Material for this task:
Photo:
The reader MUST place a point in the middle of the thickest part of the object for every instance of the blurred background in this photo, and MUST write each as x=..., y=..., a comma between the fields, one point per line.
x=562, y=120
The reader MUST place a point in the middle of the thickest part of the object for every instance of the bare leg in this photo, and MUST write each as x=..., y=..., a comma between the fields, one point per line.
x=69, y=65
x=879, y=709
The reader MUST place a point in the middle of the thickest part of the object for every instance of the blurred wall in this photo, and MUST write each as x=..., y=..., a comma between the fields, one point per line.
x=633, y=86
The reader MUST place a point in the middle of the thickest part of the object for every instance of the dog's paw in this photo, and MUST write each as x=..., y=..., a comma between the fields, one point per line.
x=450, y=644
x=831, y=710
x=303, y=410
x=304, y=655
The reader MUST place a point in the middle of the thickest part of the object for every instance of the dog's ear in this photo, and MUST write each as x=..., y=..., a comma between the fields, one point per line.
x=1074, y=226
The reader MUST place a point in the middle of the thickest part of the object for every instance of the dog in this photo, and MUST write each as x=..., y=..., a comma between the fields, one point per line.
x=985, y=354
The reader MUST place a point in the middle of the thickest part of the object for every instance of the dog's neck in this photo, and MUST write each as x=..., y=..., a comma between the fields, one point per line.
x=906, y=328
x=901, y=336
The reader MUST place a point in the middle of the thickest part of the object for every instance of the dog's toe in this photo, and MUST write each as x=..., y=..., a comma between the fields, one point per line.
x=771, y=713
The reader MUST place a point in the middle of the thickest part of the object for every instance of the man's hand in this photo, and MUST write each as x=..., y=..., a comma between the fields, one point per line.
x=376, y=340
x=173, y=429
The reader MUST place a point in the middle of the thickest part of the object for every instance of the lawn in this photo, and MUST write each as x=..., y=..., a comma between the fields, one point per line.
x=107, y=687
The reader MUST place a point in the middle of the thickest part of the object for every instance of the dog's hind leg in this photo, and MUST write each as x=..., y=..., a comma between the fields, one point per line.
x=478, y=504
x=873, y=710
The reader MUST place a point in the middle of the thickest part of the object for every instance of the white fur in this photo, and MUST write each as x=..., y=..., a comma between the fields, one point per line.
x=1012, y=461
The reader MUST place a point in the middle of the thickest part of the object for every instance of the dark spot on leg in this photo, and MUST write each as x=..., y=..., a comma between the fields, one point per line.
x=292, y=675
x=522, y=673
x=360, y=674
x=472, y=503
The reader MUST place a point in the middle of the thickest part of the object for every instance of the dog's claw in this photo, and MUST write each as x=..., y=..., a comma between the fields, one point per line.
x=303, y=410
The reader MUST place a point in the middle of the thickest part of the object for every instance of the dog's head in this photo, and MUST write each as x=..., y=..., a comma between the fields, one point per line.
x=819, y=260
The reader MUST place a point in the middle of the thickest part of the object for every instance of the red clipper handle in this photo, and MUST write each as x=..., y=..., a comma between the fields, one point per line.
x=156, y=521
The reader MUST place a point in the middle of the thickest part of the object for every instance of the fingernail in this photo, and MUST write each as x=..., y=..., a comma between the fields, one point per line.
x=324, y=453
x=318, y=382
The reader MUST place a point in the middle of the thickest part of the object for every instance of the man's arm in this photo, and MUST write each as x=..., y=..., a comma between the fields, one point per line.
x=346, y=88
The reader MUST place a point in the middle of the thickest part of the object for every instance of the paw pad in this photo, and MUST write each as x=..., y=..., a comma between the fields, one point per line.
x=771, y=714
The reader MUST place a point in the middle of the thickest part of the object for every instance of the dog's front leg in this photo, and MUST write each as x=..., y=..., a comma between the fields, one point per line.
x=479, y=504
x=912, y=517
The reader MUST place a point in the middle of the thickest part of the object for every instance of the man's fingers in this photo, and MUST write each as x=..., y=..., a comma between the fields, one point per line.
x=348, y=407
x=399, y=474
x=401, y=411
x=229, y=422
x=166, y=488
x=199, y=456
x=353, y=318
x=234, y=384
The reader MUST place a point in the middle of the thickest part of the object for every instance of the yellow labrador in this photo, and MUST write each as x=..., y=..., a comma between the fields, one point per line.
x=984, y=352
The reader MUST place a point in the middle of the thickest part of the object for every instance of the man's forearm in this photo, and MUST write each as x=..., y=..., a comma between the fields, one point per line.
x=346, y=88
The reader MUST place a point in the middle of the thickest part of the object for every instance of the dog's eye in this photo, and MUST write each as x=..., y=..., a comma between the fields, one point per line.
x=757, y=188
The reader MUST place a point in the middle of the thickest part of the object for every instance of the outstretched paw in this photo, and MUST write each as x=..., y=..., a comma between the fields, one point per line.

Problem to solve: Type out every record above once more, exactly.

Response:
Photo:
The reader MUST place a point in the middle of the thickest part of the object for every instance of the blurred background in this photo, and MUST write each as x=..., y=..., a comma between the fields, one point per line.
x=562, y=120
The reader MUST place a point in the middle of the thickest part of the object for every instance of the bare leg in this photo, and MUST write each as x=..., y=..., a comma between the fields, one point per line.
x=69, y=65
x=879, y=709
The reader MUST place a point in the middle of the thickest part of the object for every instance of the blurred wall in this photo, and MUST write each as x=..., y=..., a comma between the fields, one point per line.
x=633, y=86
The reader MUST place a point in the middle of the thickest part of the object for every instance of the dog's paw in this photo, and MUST write each as x=..., y=..., a comma between the fields, one point per line.
x=450, y=644
x=831, y=710
x=303, y=410
x=304, y=655
The reader MUST place a point in the middle of the thickest part of the object for every instance of the dog's ear in this photo, and MUST write each as x=..., y=..., a comma between the fields, one point per line.
x=1074, y=226
The reader MUST place a point in the middle of the thickest part of the object for every instance of the dog in this photo, and MUST write each as x=..., y=..., a comma between the fields, one point per line.
x=985, y=354
The reader MUST place a point in the middle of the thickest part of the object for every instance of the dog's neck in this photo, and MUST write each as x=..., y=..., a comma between the fields, one point per line.
x=906, y=328
x=901, y=336
The reader MUST place a point in the middle of the thickest part of the object for every instance of the dog's toe in this photo, and MUST write each as x=..., y=..., a comma between the fields, one point per line.
x=771, y=713
The reader MUST place a point in the middle of the thickest part of the object for every instance of the man's hand in this photo, and MUST write each as x=..., y=..., a comma between the fields, one point per line.
x=376, y=340
x=173, y=429
The reader MUST place a point in the middle of the thickest part of the object for every instance of the lawn in this photo, and MUST write each as x=..., y=..., a comma between the fields, one point per line.
x=107, y=687
The reader MUST place a point in the middle of the thickest part of the object for every instance of the dog's hind leg in this photo, and MUST write each as x=..., y=..., a comma between the fields, one point per line.
x=478, y=504
x=873, y=710
The reader MUST place a point in the middle of the thickest part of the object for every instance of the white fur in this photo, and MUST write each as x=..., y=..., a comma between the fields, one point per line.
x=1012, y=461
The reader MUST place a point in the middle of the thickest part of the object for every instance of the dark spot on leg in this photo, and MUST write each as x=..., y=..., a comma between the fields, one point per line.
x=292, y=675
x=522, y=673
x=360, y=674
x=472, y=503
The reader MUST place a point in the middle of the thickest part of the object for every instance of the dog's claw in this photo, and MUST write each as x=..., y=..., a comma between the fields, one point per line.
x=303, y=410
The reader MUST place a point in the middle of the thickest part of the object for every instance of the dog's head in this photo, and MUST write each as x=..., y=..., a comma between the fields, one point per line.
x=819, y=260
The reader MUST place a point in the middle of the thickest part of the object for every instance of the red clipper handle in this photo, and MUST write each as x=..., y=..., a comma between the fields, one point per line.
x=156, y=521
The reader MUST place a point in the middle of the thickest part of the object for every instance of the fingernail in this photo, and MUST write each as x=..., y=..., a comma between the fields, one point per line.
x=324, y=453
x=318, y=382
The reader MUST place a point in the middle of the thickest part of the object for every instance of the man's arm in this photo, and MUST write each as x=..., y=..., a comma between the fields, one point per line.
x=346, y=88
The reader MUST place a point in the middle of the thickest part of the object for every instance of the paw pad in this photo, and MUST write each as x=..., y=..., a comma between the fields, one point per line.
x=771, y=714
The reader MUST place a point in the middle of the thickest part of the object for every instance of the dog's front leg in this photo, and MUST write each as x=..., y=..., a comma between the fields, one point per line.
x=479, y=504
x=912, y=517
The reader MUST place a point in the middle of the thickest part of the object for every instance of the man's fingers in this photo, and MUST write each as x=..., y=..., a comma between the fields, one point per line.
x=348, y=407
x=399, y=474
x=401, y=411
x=229, y=422
x=166, y=488
x=199, y=456
x=353, y=318
x=234, y=384
The reader MUST place a point in the middle of the thickest part of the object for every instance of the yellow labrador in this photo, and MUST write each as x=..., y=..., a comma between the fields, one point per line.
x=984, y=352
The reader MUST place a point in the middle of the thickest part of the object for every instance of the man's forearm in this photo, and MUST write each as x=..., y=..., a comma between the fields, one point per line.
x=346, y=88
The reader MUST place a point in the middle of the thickest part of the object for every instance of the dog's eye in this photo, and MUST write each as x=..., y=..., a comma between the fields, one point per line.
x=757, y=188
The reader MUST place a point in the middle of the thickest part of the object for every instance of the outstretched paw in this photo, and MUST write each as x=..., y=..., a comma between the fields, one point per line.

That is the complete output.